[Raw records]

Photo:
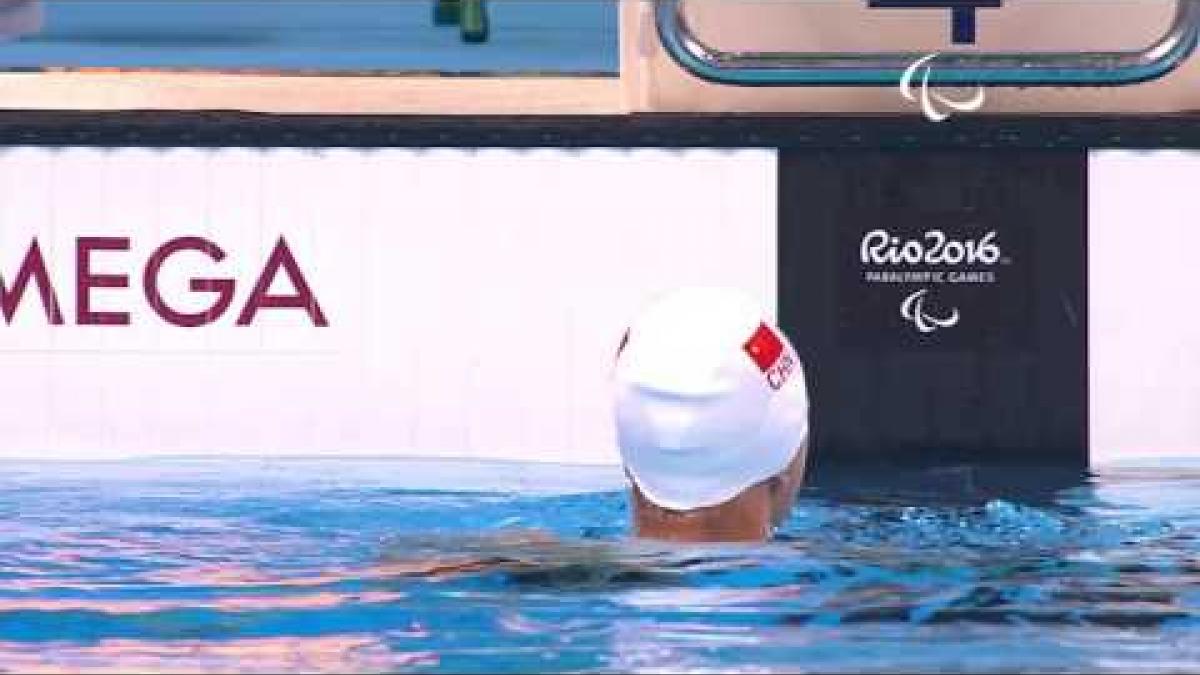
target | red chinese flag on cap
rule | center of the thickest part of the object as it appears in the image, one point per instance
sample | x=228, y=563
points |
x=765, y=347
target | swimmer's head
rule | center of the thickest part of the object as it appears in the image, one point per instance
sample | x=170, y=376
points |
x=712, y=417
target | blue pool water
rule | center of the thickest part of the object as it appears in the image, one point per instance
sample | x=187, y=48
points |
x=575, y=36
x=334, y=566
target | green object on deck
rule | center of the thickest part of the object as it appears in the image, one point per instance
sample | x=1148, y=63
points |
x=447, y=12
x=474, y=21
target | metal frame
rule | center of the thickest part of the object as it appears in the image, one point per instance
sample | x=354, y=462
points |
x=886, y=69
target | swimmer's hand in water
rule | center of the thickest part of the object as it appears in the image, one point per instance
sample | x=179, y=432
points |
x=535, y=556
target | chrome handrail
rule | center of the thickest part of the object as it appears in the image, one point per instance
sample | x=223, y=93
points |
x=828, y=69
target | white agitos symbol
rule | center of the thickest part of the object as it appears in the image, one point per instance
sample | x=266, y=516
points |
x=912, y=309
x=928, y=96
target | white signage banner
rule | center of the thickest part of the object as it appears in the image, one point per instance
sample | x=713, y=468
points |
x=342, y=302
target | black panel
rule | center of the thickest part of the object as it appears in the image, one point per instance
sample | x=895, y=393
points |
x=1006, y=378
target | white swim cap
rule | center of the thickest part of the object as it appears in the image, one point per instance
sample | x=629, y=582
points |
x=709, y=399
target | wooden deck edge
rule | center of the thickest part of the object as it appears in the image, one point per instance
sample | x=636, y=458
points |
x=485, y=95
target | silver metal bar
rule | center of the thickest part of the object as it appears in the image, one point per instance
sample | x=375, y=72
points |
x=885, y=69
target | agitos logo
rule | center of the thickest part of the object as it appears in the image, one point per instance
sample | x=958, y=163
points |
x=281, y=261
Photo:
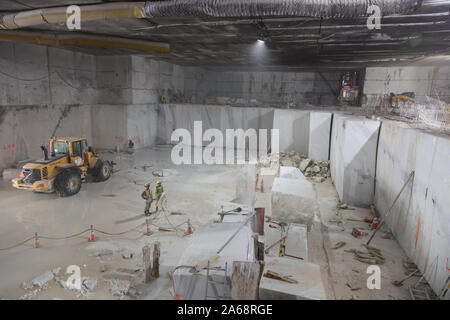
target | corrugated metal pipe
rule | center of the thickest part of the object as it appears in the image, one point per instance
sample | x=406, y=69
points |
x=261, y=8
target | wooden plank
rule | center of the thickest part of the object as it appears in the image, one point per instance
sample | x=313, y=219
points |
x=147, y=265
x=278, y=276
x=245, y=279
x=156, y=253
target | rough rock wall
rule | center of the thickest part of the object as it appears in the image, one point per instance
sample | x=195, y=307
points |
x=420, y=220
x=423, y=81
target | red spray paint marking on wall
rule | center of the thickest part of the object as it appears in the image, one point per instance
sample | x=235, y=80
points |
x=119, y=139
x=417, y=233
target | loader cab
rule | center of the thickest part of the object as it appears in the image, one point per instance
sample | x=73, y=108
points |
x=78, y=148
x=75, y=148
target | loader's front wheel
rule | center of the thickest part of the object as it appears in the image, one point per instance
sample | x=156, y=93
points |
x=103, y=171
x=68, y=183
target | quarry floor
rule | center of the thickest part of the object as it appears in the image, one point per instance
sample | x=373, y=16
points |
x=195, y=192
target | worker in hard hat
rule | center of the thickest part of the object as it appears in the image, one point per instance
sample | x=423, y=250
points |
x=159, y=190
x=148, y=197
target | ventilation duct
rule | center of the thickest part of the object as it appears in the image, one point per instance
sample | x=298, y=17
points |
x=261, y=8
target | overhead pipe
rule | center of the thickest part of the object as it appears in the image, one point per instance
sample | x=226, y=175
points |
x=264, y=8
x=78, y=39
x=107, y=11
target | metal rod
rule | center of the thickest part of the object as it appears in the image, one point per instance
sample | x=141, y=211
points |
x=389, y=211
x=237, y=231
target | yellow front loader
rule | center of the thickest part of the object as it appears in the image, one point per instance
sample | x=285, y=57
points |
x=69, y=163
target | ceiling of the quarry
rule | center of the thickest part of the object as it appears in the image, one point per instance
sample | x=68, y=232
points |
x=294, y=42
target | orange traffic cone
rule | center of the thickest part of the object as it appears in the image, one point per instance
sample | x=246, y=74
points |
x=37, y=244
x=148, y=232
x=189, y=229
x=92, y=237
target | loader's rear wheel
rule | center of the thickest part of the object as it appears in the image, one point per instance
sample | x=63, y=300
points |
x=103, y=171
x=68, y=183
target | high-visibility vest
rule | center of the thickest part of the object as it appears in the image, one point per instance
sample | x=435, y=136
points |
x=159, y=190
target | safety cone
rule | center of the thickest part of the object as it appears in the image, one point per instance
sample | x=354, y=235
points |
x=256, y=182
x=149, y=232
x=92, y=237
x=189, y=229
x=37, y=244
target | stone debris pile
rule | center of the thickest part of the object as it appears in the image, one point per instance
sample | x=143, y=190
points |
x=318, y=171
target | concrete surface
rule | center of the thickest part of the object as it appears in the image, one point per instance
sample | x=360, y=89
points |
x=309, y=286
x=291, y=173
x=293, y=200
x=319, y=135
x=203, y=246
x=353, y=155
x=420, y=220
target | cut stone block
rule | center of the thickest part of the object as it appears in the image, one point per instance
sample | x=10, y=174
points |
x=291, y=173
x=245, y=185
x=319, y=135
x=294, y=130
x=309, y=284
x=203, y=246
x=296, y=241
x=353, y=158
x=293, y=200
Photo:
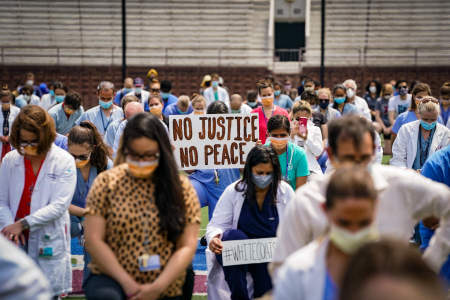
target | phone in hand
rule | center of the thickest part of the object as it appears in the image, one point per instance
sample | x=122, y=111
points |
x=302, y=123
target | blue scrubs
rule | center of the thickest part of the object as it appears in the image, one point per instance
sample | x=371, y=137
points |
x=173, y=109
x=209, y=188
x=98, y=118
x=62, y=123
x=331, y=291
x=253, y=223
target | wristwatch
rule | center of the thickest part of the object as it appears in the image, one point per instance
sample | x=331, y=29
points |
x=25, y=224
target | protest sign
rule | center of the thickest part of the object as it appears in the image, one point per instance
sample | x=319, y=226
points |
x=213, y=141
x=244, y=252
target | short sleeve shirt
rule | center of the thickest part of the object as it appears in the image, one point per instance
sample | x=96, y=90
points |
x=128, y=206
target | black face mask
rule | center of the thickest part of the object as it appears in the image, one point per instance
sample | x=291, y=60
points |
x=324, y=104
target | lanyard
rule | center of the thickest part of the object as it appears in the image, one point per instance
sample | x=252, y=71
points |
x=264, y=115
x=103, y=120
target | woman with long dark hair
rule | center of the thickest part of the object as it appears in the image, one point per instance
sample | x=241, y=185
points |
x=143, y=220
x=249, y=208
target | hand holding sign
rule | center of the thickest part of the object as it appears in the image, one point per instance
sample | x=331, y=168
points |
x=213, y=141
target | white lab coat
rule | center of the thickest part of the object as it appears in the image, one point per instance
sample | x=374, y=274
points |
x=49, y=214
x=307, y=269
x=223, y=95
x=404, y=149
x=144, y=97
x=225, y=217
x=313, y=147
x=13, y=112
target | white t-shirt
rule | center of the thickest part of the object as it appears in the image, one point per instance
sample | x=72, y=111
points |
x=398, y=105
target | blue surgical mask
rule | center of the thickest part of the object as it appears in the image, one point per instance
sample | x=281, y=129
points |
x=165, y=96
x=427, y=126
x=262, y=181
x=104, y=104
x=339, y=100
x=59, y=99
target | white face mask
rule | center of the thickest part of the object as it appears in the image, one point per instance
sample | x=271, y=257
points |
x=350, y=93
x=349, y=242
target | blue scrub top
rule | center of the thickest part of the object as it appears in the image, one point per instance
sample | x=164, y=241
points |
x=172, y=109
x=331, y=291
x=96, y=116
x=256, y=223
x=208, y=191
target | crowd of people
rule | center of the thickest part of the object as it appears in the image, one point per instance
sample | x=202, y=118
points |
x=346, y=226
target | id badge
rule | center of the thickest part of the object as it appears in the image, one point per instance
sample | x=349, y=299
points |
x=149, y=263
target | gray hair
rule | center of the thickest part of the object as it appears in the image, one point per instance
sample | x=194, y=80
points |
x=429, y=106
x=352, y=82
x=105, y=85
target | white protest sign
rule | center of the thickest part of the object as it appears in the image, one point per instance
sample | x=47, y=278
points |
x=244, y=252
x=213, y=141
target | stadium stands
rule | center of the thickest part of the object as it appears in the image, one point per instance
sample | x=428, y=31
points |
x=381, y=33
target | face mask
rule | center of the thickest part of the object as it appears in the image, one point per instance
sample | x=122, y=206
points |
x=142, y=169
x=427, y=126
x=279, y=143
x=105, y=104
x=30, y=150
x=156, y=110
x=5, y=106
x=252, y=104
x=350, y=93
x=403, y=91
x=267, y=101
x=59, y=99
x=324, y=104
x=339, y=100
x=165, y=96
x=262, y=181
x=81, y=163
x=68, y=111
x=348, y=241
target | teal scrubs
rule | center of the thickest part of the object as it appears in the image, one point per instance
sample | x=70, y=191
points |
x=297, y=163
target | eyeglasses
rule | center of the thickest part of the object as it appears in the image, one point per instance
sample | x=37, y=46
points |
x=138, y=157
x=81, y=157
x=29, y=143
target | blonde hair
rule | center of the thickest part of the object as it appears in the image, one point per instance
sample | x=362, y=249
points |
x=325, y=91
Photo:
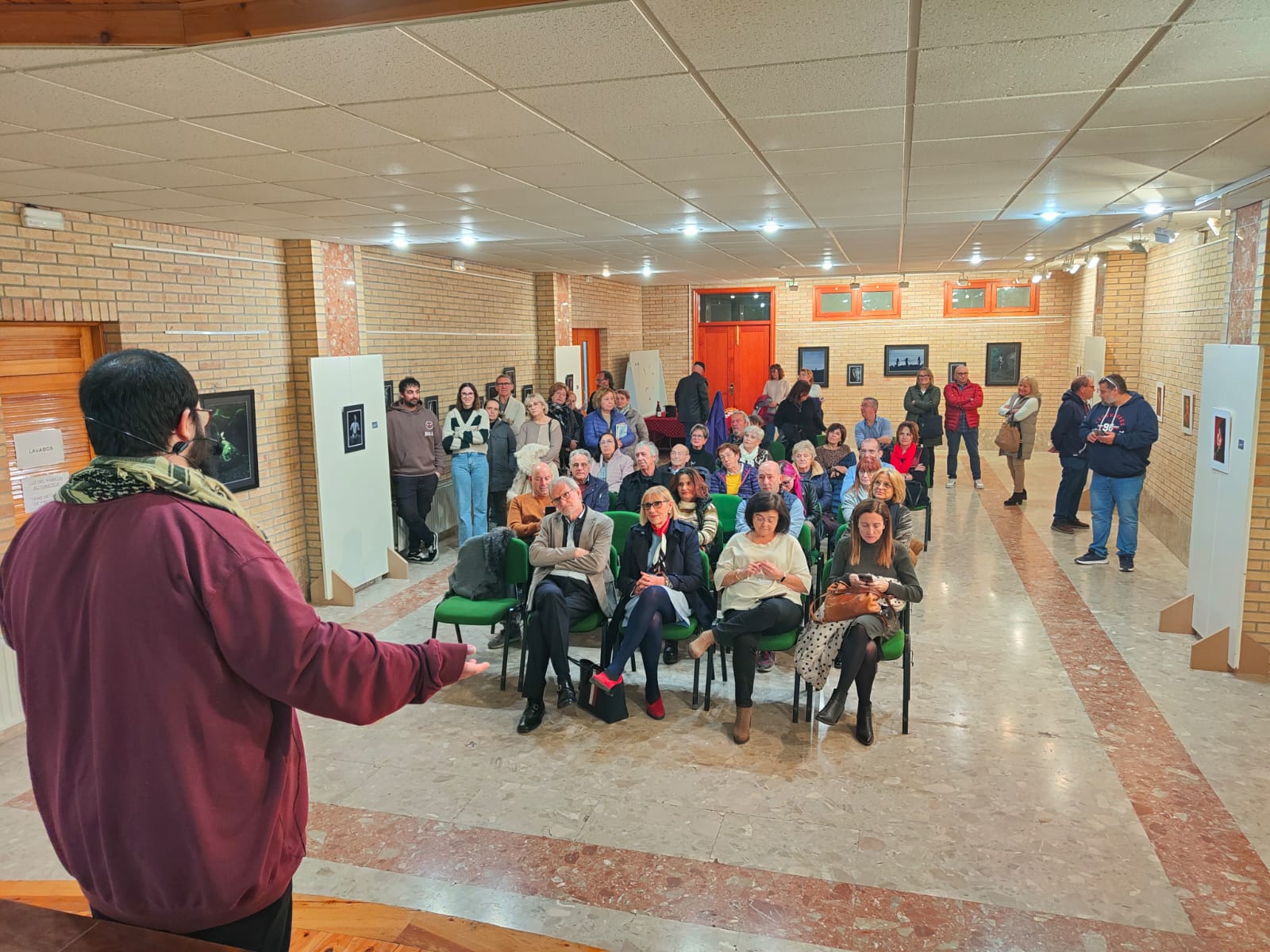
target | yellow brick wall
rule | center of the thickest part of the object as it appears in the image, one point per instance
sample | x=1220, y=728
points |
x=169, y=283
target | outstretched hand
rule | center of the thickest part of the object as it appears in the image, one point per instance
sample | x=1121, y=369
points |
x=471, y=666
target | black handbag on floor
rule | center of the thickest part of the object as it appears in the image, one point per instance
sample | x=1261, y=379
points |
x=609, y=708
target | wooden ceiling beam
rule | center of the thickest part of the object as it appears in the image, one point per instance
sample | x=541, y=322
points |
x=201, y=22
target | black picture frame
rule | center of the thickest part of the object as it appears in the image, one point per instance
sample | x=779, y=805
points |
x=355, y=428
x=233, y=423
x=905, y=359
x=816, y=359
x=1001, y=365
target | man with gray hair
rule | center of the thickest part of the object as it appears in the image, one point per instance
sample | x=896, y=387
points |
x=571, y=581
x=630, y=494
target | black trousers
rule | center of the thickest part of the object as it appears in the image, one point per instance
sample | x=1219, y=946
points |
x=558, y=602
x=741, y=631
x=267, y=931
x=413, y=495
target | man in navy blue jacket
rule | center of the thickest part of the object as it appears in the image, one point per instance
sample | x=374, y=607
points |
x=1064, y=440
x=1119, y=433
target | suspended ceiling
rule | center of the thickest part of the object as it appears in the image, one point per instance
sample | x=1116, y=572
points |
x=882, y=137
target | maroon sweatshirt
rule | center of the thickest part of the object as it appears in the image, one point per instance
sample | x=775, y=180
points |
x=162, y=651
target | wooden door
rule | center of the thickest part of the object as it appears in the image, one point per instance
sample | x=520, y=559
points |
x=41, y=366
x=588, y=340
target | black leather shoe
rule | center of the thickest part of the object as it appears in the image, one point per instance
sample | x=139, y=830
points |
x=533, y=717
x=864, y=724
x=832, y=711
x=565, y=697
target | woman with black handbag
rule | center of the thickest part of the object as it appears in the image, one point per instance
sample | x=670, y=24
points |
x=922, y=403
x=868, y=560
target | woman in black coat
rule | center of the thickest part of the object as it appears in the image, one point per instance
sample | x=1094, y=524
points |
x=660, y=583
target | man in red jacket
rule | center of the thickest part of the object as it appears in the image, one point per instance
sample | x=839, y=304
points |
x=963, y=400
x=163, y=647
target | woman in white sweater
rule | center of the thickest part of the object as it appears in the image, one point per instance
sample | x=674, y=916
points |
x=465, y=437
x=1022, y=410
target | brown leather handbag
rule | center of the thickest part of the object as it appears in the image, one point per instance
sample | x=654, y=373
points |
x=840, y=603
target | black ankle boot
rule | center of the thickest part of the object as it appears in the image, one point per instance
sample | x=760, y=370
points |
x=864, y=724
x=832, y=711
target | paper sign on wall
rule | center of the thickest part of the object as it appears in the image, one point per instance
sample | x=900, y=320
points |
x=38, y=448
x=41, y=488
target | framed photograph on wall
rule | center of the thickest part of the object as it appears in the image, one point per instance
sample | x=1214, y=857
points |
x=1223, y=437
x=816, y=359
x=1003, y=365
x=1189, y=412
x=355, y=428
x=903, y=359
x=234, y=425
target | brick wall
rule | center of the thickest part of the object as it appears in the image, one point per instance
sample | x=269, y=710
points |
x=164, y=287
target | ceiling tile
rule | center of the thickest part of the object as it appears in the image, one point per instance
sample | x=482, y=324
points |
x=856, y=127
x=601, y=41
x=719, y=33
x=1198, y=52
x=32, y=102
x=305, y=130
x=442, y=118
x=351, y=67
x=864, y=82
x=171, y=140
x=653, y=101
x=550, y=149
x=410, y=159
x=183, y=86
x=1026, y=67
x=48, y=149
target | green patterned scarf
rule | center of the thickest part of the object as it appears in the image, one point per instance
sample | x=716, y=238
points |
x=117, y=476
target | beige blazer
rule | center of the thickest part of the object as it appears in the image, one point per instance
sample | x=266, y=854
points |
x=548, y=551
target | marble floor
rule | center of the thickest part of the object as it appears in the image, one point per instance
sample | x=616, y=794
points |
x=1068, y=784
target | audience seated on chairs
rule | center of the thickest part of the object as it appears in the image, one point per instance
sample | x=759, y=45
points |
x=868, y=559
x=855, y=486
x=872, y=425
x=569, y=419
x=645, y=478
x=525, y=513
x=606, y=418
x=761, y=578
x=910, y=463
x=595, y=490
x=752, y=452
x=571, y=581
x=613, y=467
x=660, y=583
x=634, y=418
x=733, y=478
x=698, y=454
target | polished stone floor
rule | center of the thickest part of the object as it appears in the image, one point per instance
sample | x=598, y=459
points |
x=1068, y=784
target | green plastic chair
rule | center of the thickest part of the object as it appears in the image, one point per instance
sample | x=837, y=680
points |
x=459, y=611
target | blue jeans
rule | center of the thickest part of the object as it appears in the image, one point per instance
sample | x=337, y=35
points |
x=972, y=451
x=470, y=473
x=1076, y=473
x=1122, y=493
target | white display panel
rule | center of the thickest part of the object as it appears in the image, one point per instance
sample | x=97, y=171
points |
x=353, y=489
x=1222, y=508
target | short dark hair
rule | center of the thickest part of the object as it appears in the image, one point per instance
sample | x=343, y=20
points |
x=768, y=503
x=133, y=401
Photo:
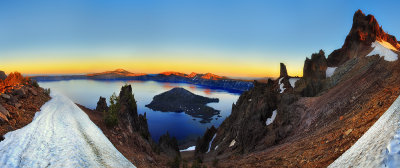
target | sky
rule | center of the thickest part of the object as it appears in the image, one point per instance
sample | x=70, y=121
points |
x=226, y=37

Written exercise: Reproduce the listing from its start up to and including the line with "x=474, y=21", requests included, scaling each point coordinate in the answers by 1.4 and rounding to whole numbers, with halves rounded up. Keep the sample coordinates unchanged, and leave the pictures out.

The output:
Photo:
target | red chinese flag on cap
rule | center of the thickest part of the object as it appears in the image, one point per instance
sample | x=228, y=563
points |
x=1071, y=486
target | swimmer's head
rule | center of the thickest part of the object as it appears in the image, one point per instance
sample | x=170, y=376
points |
x=997, y=584
target | blue pool water
rule | center of the thickest part of the object as it appears in the image, one point per instance
sample | x=187, y=48
points |
x=805, y=50
x=468, y=792
target | green object on deck
rule | center of the thickest part of the object as it appears in the image, one point per instance
sample | x=1148, y=63
points |
x=626, y=17
x=664, y=29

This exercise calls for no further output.